• _Source document_

------------------------------------------------------------

I received my Ph.D. working with Dr. Jia-Yang Li at the Institute of Genetics and Development at the Chinese Academy of Sciences. I have also done postdoctoral work with Dr. Zhenbiao Yang at the University of California, Riverside. I am currently working on functionaly analizing the SEUSS-LIKE genes, screening for suppressors of aintegumenta mutants (Saint), and mapping of the Saint 49 gene.

Email: snolewi@ncsu.edu
Education:

• Bachelor of Arts in Biology from Indiana University Southeast - 1998
• Doctor of Philosophy in Biology from University of South Carolina at Columbia - 2004
• Doing Postdoctoral Research in Molecular Genetics of Floral Development at North Carolina State University - 2005-Ongoing

I have been studying the functional relationship of AINTEGUMENTA (ANT)and REVOLUTA (REV) during the development of the female reproductive structure, the gynoecium, in Arabidopsis thaliana. These transcription factors play important roles during Arabidopsis development, however their relationship during lateral organ growth(including the gynoecium) has not been established. This project has been funded through a postdoctoral award from the United States Department of Argriculture, CSREES NRI competitive grants program.

Email: anwynn2@ncsu.edu
Education:

• Bachelor of Science in Natural Science from McMurry University - 2004 - graduated summa cum laude
• Master of Science in Student Affairs Administration in Higher Education from Texas A&M University - 2006
• Earning Doctor of Philosophy in Genetics from North Carolina State University - 2008-Ongoing

I am a Genetics Graduate Student working on identifying further SEU, SLK, and LUG protein interaction in Arabidopsis thaliana. In Arabidopsis thaliana, AGAMOUS (AG) gene expression is required for proper development of floral origin identity. Previous studies have identified a host of other proteins that interact in a complex with AG. SEUSS (SEU), a transcriptional adaptor, physically interacts with LEUNIG (LUG) to repress AG expression. In addition, SEUSS-LIKE (SLK) proteins have been found that show functional redundancy with SEU, but it has not been established that they physically bind to LUG. Through the use of yeast-two-hybrid experiments interactions between different full length proteins and smallest interaction domains are being assayed for interactions with SLK1, SEU, and LUG. The biological significance of these interactions are being examined through the use of single, double, and triple mutant plants with SEU and SLK1.

------------------------------------------------------------

• _Given entries_
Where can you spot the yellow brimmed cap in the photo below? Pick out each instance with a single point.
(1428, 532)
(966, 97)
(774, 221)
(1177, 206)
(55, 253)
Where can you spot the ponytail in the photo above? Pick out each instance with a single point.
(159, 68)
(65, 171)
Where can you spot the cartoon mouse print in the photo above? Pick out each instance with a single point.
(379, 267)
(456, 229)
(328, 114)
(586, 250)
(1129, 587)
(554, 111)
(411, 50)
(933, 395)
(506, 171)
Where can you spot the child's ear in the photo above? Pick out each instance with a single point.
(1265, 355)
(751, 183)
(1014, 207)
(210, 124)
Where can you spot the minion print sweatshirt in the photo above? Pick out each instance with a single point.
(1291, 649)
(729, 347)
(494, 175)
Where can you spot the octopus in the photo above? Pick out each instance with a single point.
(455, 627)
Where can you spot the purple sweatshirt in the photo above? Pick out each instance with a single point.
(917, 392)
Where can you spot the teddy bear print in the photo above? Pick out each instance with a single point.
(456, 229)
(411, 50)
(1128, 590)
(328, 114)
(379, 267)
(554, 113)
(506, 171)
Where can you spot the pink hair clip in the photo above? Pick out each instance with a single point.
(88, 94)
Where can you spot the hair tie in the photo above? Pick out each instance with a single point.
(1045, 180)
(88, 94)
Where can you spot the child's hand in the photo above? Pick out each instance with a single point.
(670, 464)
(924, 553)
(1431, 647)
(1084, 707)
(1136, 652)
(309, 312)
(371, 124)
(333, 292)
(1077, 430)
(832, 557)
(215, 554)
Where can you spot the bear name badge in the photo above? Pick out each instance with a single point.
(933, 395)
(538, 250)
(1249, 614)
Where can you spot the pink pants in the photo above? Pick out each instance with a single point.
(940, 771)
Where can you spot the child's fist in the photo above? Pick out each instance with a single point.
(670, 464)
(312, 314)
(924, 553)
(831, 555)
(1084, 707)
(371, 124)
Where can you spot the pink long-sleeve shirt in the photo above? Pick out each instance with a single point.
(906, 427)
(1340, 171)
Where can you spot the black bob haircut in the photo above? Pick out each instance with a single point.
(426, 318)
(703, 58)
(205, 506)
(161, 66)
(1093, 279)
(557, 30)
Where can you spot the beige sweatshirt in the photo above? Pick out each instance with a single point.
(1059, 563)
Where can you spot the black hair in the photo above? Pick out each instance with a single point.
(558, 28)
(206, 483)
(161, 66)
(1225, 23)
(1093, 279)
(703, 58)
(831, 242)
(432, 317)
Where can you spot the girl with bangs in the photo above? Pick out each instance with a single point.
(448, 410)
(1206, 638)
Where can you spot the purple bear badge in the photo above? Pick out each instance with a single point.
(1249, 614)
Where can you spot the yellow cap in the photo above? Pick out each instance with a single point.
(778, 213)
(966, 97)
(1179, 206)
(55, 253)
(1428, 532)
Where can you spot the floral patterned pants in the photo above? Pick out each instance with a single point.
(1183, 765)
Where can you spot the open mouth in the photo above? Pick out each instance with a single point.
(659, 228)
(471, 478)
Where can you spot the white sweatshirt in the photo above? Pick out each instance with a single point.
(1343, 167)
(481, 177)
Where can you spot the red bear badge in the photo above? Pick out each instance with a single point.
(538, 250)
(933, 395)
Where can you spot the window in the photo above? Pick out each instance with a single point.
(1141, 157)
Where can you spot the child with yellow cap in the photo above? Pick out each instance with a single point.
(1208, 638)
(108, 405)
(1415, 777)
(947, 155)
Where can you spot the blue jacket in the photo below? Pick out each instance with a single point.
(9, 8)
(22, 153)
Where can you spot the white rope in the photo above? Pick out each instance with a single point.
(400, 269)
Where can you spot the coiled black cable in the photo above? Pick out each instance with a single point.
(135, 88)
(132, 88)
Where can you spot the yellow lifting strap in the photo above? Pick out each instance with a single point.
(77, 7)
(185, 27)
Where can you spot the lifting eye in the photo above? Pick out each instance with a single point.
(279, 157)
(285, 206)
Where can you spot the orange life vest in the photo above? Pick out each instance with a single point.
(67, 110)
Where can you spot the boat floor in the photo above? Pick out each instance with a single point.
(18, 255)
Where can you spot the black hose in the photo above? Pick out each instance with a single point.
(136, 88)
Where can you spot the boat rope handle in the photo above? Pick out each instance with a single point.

------------------------------------------------------------

• _Task description_
According to the researcher profiles, which protein does SEUSS physically interact with to repress AG expression? The entries are separate material, unrelated to the researcher profiles.

• _Task result_
LEUNIG (LUG).